Begin EXCERPT TO READ

Udacity Self-Driving Car Project #2: Traffic sign classification

Overview

The task is to identify which traffic sign is present in an image which has been pre-cropped, presumably by another part of a detection system. The image data is from German Traffic Sign Detection Benchmark (GTSRB) data set.

Dataset Summary & Exploration
First lets load the data set and explore it:

TRAIN_IMAGE_DIR = 'GTSRB\\Final_Training\\Images'

dfs = []
#open csv file
for train_file in glob.glob(os.path.join(TRAIN_IMAGE_DIR, '*/GT-*.csv')):
    folder = train_file.split('\\')[3]
    df = pd.read_csv(train_file, sep=';')
    df['Filename'] = df['Filename'].apply(lambda x: os.path.join(TRAIN_IMAGE_DIR, folder, x))
    dfs.append(df)

train_df = pd.concat(dfs, ignore_index=True)
train_df.head()

The train data set looks like:

It contains 39209 examples of 43 classes.

End EXCERPT TO READ

OBJECTIVE A:
Count the lines in the records below that contain the string "grass", and reply with that number alone.

Begin RECORD EXCERPTS

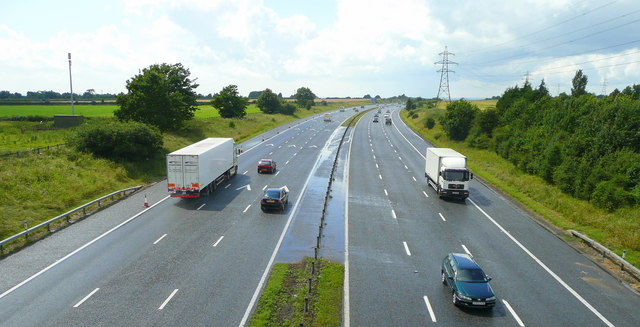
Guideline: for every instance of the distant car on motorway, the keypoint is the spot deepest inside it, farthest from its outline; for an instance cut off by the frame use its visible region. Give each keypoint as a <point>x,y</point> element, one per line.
<point>467,281</point>
<point>266,166</point>
<point>275,198</point>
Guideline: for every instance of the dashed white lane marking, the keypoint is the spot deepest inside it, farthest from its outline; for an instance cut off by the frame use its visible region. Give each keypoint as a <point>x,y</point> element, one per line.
<point>218,241</point>
<point>467,250</point>
<point>160,239</point>
<point>86,298</point>
<point>513,313</point>
<point>406,248</point>
<point>547,269</point>
<point>426,302</point>
<point>168,299</point>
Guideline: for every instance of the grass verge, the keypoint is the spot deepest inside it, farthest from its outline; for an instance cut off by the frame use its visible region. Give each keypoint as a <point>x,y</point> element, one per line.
<point>617,230</point>
<point>283,297</point>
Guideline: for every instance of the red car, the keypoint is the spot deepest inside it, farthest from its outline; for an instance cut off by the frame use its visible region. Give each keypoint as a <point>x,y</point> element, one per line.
<point>266,166</point>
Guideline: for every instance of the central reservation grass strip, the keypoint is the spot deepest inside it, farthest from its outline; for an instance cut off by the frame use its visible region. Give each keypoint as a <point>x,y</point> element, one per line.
<point>617,230</point>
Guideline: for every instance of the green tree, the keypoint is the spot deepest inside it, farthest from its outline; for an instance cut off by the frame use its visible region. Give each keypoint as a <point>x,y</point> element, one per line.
<point>229,103</point>
<point>268,102</point>
<point>458,119</point>
<point>304,97</point>
<point>579,84</point>
<point>162,95</point>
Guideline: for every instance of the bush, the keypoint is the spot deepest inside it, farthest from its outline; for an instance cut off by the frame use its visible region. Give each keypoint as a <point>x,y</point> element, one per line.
<point>429,123</point>
<point>118,141</point>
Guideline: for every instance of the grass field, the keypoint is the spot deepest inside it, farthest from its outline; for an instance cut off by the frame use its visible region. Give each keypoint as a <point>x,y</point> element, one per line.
<point>617,230</point>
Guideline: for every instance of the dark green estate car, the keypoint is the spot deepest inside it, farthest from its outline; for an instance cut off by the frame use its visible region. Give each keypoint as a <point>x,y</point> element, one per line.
<point>468,283</point>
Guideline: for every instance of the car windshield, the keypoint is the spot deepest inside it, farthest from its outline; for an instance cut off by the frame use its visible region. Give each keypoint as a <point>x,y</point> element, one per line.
<point>455,175</point>
<point>272,194</point>
<point>471,276</point>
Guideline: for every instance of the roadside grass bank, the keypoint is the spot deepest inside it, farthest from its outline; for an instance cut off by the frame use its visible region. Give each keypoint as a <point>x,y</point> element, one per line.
<point>38,187</point>
<point>617,230</point>
<point>283,297</point>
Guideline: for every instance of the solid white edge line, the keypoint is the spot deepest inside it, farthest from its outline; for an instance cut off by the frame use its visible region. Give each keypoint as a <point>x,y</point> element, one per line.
<point>254,297</point>
<point>426,301</point>
<point>160,239</point>
<point>86,298</point>
<point>513,313</point>
<point>168,299</point>
<point>547,269</point>
<point>406,248</point>
<point>467,250</point>
<point>79,249</point>
<point>218,241</point>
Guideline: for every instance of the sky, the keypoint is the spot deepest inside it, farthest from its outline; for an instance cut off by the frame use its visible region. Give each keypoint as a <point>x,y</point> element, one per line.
<point>337,48</point>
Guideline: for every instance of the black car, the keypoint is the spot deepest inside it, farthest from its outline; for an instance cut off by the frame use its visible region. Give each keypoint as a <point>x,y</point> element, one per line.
<point>468,283</point>
<point>275,198</point>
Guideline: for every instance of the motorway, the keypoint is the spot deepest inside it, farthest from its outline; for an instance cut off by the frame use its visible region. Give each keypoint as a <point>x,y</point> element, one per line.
<point>203,262</point>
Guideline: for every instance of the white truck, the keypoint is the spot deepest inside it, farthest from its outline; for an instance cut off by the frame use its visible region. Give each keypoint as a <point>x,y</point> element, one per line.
<point>199,168</point>
<point>446,171</point>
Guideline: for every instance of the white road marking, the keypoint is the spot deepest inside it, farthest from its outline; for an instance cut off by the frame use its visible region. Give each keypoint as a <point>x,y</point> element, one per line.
<point>539,262</point>
<point>160,239</point>
<point>218,241</point>
<point>86,298</point>
<point>406,248</point>
<point>426,301</point>
<point>513,313</point>
<point>467,250</point>
<point>9,291</point>
<point>168,299</point>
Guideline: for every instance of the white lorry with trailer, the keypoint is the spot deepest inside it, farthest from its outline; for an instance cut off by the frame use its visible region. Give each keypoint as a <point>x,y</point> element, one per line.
<point>199,168</point>
<point>446,171</point>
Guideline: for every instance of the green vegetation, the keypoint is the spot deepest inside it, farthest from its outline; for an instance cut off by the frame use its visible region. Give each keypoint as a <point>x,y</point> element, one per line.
<point>282,300</point>
<point>532,137</point>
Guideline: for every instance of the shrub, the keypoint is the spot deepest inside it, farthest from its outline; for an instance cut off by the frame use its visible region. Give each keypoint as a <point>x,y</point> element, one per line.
<point>118,141</point>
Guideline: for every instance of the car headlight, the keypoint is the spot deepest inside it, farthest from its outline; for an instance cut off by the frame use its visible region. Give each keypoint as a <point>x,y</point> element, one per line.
<point>464,297</point>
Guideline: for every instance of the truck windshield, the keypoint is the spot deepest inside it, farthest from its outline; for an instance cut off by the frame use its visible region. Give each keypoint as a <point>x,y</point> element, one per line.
<point>455,175</point>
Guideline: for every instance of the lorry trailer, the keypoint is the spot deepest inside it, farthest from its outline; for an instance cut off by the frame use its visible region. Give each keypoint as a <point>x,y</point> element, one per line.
<point>446,171</point>
<point>199,168</point>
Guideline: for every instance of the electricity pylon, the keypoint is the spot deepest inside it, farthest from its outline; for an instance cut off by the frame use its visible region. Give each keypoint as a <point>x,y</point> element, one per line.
<point>444,74</point>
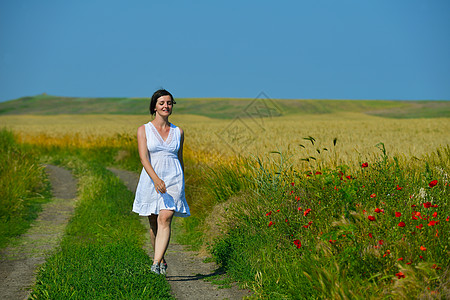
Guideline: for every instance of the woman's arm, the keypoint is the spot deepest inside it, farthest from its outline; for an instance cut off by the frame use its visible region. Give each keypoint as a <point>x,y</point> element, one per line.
<point>160,186</point>
<point>180,151</point>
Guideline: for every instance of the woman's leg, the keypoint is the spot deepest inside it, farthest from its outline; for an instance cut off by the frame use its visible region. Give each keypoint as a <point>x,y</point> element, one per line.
<point>162,237</point>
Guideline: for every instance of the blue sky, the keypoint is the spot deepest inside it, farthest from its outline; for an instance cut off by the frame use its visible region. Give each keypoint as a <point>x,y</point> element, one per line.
<point>286,49</point>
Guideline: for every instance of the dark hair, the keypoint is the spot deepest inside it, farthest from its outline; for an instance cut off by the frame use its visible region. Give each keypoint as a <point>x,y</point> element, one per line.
<point>155,97</point>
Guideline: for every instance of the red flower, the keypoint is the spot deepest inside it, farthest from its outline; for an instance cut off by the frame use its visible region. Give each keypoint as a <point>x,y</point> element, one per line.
<point>427,204</point>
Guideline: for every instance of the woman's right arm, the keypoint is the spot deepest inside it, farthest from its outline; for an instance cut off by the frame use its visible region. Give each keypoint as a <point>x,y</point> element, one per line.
<point>143,155</point>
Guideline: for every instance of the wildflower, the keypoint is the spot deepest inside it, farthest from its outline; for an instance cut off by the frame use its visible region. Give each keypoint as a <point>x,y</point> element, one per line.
<point>427,204</point>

End RECORD EXCERPTS

OBJECTIVE B:
Continue the traffic sign classification write-up above from the point where it ends.

OUTPUT A:
4

OUTPUT B:
Let’s look at a histogramm of class distribution:

It is clear that the data is unbalanced - some classes have way more examples than other.

Now let’s look at the test data set histogramm (test data set contsists of 12630 examples):

Compare two distributions:

We see that the distributions are almost identical (in percentage of presence) so we may assume that unbalance of the data won’t affect prediction accuracy on the test set.

Let’s see at some examples from the train set. Also print corresponding labels and image size:

So the images have different resolution. I will resize them to 32x32x1 when doing preprocessing.

Design and Test a Model Architecture

I used a model from a Pierre Sermanet and Yann LeCun paper.

The input is processed in a feedforward manner through two stage of convolutions and subsampling, and finally classified with a linear classifier. The output of the 1st stage is also fed directly to the classifier as higher-resolution features. ReLU activation function was used. I used Dropout technique after first and second convolutions as regularization and Adam optimizer. Also I used exponentially decayed learning rate.

#Stage 1
Input = [N, 32, 32, 1]
Conv1 = [5, 5, 1, 6]
ReLU
MaxPool = [2, 2]
Dropout(keep_prob=0.5)

x1 = [N, 14, 14, 6]

Conv2 = [5, 5, 6, 16]
ReLU
MaxPool = [2, 2]
Dropout(keep_prob=0.5)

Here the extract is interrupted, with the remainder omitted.